▶ [Data listing]:
——————————

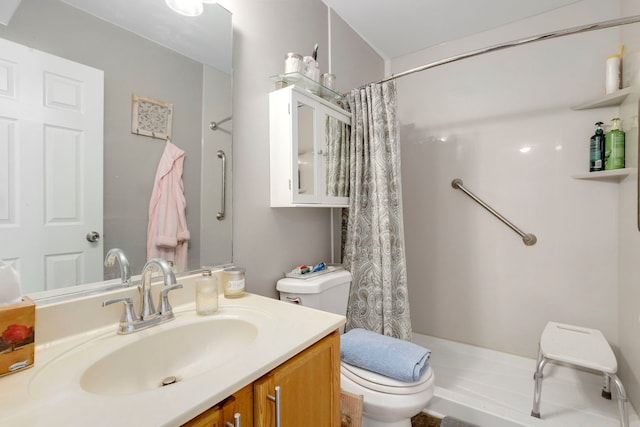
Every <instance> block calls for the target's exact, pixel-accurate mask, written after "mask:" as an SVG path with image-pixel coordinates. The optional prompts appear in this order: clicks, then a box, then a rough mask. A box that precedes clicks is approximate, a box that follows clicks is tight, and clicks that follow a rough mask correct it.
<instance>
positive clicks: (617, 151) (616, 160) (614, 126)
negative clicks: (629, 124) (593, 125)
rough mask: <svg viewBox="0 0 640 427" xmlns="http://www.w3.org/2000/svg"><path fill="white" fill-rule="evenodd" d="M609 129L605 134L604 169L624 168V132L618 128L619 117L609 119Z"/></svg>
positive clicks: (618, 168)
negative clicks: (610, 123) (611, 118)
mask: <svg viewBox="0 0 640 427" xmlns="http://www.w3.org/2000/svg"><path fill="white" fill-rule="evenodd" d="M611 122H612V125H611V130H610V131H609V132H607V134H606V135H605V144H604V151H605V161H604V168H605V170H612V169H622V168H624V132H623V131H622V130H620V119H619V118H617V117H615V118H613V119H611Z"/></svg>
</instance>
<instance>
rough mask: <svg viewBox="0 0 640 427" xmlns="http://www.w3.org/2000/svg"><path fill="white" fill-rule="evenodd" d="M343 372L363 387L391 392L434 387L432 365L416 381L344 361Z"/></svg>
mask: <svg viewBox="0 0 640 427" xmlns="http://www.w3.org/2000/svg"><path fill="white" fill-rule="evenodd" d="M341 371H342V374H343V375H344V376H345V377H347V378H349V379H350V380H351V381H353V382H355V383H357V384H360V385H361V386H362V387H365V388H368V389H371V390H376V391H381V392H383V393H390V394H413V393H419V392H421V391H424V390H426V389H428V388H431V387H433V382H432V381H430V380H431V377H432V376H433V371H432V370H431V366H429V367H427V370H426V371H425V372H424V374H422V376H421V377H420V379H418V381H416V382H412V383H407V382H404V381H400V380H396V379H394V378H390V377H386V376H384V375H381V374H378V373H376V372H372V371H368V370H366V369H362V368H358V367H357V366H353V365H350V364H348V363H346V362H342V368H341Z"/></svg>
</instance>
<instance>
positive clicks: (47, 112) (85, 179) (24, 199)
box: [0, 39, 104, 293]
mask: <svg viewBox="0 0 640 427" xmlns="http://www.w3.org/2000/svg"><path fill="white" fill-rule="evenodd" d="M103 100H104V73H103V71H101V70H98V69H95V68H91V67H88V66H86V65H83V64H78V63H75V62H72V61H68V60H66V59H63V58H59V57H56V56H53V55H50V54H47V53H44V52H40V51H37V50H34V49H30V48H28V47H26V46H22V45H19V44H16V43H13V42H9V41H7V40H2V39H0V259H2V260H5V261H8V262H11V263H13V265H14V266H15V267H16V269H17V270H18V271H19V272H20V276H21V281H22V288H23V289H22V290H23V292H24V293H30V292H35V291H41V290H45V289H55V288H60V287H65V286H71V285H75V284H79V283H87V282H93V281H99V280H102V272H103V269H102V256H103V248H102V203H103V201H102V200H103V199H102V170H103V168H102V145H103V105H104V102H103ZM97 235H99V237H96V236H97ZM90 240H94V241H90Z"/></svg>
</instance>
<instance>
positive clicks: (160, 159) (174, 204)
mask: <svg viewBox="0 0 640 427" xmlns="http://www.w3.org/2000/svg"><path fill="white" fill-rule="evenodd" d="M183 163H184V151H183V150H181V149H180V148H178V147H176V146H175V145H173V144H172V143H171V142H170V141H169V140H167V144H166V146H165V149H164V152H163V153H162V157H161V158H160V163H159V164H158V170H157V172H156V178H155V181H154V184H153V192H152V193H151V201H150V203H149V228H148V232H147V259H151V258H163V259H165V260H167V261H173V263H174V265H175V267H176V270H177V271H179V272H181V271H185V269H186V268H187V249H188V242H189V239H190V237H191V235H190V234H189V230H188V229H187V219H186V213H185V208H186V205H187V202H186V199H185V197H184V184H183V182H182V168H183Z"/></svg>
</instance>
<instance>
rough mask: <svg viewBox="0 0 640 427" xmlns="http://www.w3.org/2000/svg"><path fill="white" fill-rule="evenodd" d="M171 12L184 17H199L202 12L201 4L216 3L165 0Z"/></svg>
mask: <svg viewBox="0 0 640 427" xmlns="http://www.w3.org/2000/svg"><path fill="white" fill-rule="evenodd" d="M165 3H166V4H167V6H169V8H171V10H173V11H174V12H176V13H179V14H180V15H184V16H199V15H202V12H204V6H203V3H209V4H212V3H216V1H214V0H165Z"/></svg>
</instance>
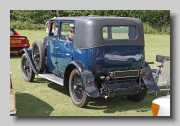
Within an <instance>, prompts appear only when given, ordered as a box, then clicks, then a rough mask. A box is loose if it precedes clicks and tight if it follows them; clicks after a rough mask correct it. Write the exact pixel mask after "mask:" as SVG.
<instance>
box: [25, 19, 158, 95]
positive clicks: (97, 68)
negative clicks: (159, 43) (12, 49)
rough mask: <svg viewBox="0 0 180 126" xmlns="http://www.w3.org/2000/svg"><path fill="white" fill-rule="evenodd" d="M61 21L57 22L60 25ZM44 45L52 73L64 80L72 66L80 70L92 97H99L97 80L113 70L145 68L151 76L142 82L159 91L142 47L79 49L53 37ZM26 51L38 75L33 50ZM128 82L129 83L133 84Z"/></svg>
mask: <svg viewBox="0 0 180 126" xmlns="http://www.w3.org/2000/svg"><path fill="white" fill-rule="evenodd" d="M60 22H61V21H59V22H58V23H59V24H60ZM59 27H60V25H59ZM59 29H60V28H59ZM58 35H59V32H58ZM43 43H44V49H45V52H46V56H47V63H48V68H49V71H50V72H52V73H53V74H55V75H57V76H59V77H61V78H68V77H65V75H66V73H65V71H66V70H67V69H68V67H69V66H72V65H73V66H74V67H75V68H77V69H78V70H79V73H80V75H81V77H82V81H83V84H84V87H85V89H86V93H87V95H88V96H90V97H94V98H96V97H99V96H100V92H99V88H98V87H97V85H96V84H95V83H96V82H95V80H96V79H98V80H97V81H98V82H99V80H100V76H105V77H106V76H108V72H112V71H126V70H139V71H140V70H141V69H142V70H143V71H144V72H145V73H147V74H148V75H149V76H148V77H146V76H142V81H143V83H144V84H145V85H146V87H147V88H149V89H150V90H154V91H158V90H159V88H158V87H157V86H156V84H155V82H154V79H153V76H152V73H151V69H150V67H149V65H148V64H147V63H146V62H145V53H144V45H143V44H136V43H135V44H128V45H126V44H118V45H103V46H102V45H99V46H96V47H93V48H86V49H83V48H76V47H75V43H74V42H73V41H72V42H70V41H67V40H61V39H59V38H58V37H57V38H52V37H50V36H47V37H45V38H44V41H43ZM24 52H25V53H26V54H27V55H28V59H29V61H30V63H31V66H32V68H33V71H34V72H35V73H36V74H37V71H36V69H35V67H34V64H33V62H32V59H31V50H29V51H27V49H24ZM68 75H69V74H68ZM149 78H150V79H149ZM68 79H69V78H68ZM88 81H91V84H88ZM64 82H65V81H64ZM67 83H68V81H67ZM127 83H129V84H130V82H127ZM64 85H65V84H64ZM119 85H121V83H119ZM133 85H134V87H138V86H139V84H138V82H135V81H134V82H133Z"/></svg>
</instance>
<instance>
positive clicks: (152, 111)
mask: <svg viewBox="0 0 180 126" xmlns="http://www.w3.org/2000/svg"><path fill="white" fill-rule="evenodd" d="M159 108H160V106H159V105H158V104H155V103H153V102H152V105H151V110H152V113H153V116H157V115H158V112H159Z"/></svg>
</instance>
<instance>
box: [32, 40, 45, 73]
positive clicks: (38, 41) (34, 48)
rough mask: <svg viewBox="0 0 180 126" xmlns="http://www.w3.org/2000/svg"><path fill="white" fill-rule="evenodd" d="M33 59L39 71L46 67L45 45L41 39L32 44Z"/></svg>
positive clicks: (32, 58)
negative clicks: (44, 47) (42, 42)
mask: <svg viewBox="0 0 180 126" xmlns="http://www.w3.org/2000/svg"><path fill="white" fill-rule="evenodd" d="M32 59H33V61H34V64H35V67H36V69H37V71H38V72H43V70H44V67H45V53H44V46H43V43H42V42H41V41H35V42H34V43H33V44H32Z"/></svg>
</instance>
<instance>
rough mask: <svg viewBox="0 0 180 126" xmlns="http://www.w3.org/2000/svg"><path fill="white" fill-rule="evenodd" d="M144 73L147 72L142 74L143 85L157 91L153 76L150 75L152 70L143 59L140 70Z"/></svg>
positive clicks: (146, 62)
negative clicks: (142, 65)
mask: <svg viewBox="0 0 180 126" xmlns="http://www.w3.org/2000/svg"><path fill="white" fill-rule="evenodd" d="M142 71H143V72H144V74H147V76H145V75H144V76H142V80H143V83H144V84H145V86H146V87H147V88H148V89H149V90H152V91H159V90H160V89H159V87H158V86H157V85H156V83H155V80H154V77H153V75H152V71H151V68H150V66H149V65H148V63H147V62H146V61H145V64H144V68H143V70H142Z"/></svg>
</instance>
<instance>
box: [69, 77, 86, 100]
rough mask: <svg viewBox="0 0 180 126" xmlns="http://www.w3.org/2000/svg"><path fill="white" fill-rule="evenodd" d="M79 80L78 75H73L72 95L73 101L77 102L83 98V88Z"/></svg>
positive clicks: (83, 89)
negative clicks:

——————————

▶ [Brief]:
Where the listing above has a line with "73L147 72L142 74L143", start there, and output every line exactly through the line with "positive clicks: (146, 62)", which is also included.

▶ [Result of this exercise]:
rough mask: <svg viewBox="0 0 180 126" xmlns="http://www.w3.org/2000/svg"><path fill="white" fill-rule="evenodd" d="M144 73L147 72L142 74L143 85L157 91L153 76L150 75L152 70L143 59L140 70Z"/></svg>
positive clicks: (146, 62)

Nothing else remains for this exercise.